▶ [Given exercise a]:
Quote the part of the Tekton pipeline discussion starting with "This also adds" and going on through "caused it to end.".
---- Passage to read
For things like updating GitHub status notifications it would be nice if we could do something like the following…admittedly this is a bit repetitive, but passing the “success” or “failure” of a task might work with the “recover” strategy mentioned earlier, which would mean that after each task, somehow it’d use the success/failure of the previous task to update the GitHub status appropriately.

Updating these kinds of statuses would be really useful if you want your pipeline to determine whether or not a commit can be merged (if you’re not familiar with these, you can require specific contexts to be successful before a PR can be merged).

This also adds a runAfter pipeline-scoped taskRef, which could do the cleanup in a “Go defer” way, i.e. always after the pipeline has ended, irrespective of how what caused it to end.

The example below would trigger two parallel executions (lint and tests), which would report in their status to GitHub.

apiVersion: tekton.dev/v1alpha1
kind: Pipeline
metadata:
  name: pullrequest-pipeline
spec:
  runAfter:
    taskRef: cleanup-post-pullrequest
  tasks:
    - name: start-github-ci-status
      taskRef:
        name: update-github-status
        params:
        - name: STATUS
          value: pending
        - name: CONTEXT
          value: ci-tests
        - name: COMMIT_SHA
          value: $(inputs.params.commit_sha)
    - name: run-tests
      taskRef:
        name: golang-test
      errorStrategy:
        taskRef: update-commit-status
        params:
        - name: STATUS
          value: failed
        - name: CONTEXT
          value: ci-tests
        - name: COMMIT_SHA
          value: $(inputs.params.commit_sha)
    - name: mark-github-ci-status-success
      runAfter:
        - run-tests
      taskRef:
        name: update-github-status
        params:
        - name: STATUS
          value: success
        - name: CONTEXT
          value: ci-tests
        - name: COMMIT_SHA
          value: $(inputs.params.commit_sha)
    # repeat pending for ci-lint context
    - name: run-lint
      taskRef:
        name: golangci-lint
      errorStrategy:
        taskRef: update-commit-status
        params:
        - name: STATUS
          value: failed
        - name: CONTEXT
          value: ci-lint
        - name: COMMIT_SHA
          value: $(inputs.params.commit_sha)
    # repeat success for ci-lint context

defer, recover, and skip sounds great but at the same time will need little bit of clarification

I agree, the keywords don’t make much sense in isolation. How about “AlwaysRun” (defer), “RunOnFail” (recover), and “RunOnSuccess” (Tekton’s current behaviour)?

I am trying to justify will not run because integration-tests never run, in Go, understanding of defer statement is, it pushes a function call onto a list and that list of calls are executed after the surrounding function returns. How would this impact on tasks defined after integration-tests?

I think the analogy here with go’s defer breaks down. I somewhat regret drawing the comparison. In my mind the strategy only describes a single relationship between a task and its “parents” (those it declares with “runAfter” or “from”). iow given the following tasks:

- name: Task A
- name: Task B
  runAfter:
    - Task A
  strategy: RunOnFail # Task B only executes if Task A errors out
- name: Task C
  runAfter:
    - Task B
  strategy: AlwaysRun

I expect the following behaviour:

  1. Task A runs
  2. Task B will only run if Task A fails.
--------
▶ [Given exercise b]:
Pull out every line of the listing below that contains the word "woman", treating uppercase and lowercase as distinct.
---- Extracted information
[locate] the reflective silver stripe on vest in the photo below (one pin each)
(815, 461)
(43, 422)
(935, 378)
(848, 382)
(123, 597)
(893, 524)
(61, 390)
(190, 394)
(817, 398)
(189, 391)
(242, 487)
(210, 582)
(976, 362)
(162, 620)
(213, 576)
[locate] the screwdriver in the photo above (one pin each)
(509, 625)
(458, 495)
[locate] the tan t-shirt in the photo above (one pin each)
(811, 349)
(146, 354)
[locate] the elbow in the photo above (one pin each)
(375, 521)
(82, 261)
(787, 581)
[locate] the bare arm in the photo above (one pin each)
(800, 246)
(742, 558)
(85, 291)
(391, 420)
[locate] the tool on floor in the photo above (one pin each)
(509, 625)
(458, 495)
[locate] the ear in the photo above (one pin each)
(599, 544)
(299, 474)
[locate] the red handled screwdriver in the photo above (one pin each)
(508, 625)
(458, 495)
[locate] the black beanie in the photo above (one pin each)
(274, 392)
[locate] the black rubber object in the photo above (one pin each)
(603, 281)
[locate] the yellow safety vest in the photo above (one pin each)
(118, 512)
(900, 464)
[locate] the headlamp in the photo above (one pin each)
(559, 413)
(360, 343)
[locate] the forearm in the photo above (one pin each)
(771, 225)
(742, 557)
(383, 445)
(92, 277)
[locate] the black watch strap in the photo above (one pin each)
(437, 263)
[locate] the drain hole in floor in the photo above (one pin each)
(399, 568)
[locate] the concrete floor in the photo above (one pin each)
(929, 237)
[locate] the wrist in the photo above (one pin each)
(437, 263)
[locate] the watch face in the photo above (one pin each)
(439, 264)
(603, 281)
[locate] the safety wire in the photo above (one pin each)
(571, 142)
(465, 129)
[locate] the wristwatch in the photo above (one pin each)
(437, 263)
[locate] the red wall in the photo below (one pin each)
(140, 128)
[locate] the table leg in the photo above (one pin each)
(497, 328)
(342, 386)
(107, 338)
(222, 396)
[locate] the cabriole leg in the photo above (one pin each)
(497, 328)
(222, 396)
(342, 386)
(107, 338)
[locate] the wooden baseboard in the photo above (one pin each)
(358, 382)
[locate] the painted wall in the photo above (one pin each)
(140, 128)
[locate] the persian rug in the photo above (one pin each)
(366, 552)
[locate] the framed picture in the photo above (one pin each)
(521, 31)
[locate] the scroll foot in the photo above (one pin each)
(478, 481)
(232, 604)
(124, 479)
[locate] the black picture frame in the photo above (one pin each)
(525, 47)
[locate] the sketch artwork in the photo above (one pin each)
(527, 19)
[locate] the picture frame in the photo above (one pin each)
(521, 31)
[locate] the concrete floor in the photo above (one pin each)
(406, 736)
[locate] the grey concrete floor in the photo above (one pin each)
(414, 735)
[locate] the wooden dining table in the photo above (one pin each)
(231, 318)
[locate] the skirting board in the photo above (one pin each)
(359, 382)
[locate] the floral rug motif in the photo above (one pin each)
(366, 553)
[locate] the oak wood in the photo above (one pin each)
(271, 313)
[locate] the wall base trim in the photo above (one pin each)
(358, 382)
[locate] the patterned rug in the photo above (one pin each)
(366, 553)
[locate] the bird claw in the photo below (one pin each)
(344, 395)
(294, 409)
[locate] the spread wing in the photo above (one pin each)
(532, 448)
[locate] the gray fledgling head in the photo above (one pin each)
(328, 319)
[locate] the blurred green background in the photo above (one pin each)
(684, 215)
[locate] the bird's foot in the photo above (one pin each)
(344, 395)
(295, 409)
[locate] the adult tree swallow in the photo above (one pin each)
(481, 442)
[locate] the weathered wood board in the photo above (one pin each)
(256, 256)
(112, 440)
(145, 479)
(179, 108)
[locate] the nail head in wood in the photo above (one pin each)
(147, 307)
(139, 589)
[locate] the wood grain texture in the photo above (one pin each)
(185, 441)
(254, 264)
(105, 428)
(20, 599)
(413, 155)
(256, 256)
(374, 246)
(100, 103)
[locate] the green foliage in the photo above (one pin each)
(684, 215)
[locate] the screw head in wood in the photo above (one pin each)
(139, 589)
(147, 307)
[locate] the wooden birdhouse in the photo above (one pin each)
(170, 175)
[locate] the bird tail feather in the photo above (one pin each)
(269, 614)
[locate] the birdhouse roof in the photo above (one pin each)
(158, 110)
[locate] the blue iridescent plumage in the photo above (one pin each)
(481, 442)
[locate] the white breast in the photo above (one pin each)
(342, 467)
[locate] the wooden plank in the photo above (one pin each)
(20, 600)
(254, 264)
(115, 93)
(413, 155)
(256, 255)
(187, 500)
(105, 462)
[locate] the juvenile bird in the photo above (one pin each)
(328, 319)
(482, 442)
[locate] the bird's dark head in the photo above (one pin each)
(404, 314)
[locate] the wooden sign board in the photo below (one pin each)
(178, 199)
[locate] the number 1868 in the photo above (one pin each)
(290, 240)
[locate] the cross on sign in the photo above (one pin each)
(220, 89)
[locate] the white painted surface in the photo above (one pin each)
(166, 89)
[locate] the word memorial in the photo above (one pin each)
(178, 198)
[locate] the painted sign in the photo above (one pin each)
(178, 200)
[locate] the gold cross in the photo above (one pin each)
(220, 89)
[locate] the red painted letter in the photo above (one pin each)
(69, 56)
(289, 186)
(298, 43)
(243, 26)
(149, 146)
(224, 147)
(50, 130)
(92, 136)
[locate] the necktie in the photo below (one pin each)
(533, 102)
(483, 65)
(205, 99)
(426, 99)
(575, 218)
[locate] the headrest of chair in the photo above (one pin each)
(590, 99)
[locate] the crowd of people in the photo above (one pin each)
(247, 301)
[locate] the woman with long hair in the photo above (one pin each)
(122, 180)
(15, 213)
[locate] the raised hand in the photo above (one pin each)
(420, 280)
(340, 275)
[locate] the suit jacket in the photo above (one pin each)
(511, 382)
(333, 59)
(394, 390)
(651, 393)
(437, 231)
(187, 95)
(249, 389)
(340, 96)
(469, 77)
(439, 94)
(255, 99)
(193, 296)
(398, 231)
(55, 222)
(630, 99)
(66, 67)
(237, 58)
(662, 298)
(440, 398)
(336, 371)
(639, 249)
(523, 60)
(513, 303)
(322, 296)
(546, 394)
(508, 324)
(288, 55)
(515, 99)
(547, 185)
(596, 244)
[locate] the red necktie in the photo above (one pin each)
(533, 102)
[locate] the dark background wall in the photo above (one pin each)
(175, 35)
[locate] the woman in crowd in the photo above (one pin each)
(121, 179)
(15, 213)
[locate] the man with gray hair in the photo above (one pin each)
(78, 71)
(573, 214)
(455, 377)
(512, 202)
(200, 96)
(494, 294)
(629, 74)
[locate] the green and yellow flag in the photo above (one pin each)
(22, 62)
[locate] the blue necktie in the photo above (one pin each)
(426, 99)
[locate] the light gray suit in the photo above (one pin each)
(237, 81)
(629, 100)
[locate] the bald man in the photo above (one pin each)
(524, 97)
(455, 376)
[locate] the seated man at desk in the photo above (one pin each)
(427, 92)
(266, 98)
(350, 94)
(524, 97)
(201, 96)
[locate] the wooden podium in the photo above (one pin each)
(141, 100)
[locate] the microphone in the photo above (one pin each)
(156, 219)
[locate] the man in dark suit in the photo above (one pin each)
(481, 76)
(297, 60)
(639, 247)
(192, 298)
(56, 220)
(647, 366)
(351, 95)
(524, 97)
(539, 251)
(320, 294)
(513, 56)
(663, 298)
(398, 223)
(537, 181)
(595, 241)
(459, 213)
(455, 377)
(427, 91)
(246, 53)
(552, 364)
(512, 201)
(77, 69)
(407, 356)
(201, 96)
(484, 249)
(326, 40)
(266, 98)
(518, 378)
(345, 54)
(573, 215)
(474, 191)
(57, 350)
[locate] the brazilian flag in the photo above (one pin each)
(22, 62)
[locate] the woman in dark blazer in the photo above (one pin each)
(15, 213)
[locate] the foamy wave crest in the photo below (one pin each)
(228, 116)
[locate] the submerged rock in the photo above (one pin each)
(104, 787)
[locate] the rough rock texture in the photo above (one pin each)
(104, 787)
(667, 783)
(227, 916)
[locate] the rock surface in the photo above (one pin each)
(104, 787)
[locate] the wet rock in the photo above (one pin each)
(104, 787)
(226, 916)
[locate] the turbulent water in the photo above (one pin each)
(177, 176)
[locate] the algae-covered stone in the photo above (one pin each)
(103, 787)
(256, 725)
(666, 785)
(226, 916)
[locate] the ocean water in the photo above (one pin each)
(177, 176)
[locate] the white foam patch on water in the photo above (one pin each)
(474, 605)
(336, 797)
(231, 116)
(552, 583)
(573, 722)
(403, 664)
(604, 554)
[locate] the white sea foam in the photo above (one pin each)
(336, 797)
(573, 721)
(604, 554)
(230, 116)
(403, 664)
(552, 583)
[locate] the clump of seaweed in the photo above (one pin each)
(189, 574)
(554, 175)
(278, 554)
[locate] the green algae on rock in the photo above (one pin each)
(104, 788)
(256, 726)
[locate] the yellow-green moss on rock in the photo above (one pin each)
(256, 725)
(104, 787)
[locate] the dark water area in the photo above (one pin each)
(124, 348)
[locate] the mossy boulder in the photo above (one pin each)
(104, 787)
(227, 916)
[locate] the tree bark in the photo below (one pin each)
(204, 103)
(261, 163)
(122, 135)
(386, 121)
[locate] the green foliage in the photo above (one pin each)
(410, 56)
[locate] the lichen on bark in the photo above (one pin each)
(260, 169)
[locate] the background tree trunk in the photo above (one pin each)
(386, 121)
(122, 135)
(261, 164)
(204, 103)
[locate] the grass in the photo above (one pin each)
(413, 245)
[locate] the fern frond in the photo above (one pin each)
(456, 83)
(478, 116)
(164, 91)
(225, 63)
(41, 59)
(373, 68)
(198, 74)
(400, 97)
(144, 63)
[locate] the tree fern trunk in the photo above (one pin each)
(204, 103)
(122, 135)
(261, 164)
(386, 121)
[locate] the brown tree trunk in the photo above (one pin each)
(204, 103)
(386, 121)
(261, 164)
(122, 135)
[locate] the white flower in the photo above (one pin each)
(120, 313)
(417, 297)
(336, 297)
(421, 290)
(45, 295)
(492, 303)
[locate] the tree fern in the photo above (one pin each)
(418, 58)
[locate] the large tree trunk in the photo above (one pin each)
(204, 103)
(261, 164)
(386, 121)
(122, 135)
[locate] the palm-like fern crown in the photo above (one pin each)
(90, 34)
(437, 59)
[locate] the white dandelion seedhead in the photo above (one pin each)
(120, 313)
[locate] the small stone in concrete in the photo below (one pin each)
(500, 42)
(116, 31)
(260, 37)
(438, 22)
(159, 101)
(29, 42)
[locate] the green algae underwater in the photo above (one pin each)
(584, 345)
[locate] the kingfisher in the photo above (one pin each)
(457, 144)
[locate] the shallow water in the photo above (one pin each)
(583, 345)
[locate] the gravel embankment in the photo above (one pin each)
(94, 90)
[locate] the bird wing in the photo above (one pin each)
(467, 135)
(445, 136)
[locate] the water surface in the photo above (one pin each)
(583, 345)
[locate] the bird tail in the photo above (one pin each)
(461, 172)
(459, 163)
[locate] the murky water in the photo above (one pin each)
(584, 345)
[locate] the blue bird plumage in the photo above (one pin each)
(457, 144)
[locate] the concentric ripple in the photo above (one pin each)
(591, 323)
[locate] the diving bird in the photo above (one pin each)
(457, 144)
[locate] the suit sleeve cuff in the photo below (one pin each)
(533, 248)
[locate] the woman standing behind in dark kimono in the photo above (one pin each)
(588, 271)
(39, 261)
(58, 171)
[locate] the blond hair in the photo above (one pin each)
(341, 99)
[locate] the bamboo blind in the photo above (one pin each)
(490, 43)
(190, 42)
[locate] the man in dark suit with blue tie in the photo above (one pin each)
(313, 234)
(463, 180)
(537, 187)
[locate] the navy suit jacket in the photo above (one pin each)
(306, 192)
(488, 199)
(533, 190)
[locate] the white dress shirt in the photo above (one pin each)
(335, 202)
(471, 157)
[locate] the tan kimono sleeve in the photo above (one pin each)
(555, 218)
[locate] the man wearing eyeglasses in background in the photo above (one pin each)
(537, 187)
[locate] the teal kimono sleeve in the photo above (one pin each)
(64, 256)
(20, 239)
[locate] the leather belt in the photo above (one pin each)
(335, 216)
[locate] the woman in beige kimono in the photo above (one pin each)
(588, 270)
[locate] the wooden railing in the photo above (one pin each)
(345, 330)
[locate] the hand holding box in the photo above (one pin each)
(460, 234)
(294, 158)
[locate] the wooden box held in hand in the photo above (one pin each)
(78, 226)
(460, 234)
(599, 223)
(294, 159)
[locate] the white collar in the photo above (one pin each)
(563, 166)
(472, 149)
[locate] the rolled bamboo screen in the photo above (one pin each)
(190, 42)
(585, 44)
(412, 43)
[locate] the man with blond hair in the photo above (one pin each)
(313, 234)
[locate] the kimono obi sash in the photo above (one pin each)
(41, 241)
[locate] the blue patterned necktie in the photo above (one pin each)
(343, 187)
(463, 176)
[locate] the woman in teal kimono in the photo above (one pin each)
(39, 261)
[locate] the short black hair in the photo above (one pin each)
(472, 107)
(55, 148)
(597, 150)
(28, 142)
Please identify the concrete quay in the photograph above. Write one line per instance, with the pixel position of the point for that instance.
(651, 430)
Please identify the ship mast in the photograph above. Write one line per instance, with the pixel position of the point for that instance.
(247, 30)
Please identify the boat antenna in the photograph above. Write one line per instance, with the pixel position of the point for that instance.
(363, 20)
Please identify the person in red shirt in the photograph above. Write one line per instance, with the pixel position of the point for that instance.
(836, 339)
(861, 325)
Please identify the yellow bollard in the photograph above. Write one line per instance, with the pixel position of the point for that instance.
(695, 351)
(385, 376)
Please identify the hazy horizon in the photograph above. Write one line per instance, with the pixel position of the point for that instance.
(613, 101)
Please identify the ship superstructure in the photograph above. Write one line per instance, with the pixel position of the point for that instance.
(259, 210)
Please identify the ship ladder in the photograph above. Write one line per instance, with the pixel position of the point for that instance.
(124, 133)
--------
▶ [Worked answer a]:
This also adds a runAfter pipeline-scoped taskRef, which could do the cleanup in a “Go defer” way, i.e. always after the pipeline has ended, irrespective of how what caused it to end.

▶ [Worked answer b]:
[locate] the woman with long hair in the photo above (one pin each)
[locate] the woman in crowd in the photo above (one pin each)
[locate] the woman in dark blazer in the photo above (one pin each)
[locate] the woman standing behind in dark kimono in the photo above (one pin each)
[locate] the woman in beige kimono in the photo above (one pin each)
[locate] the woman in teal kimono in the photo above (one pin each)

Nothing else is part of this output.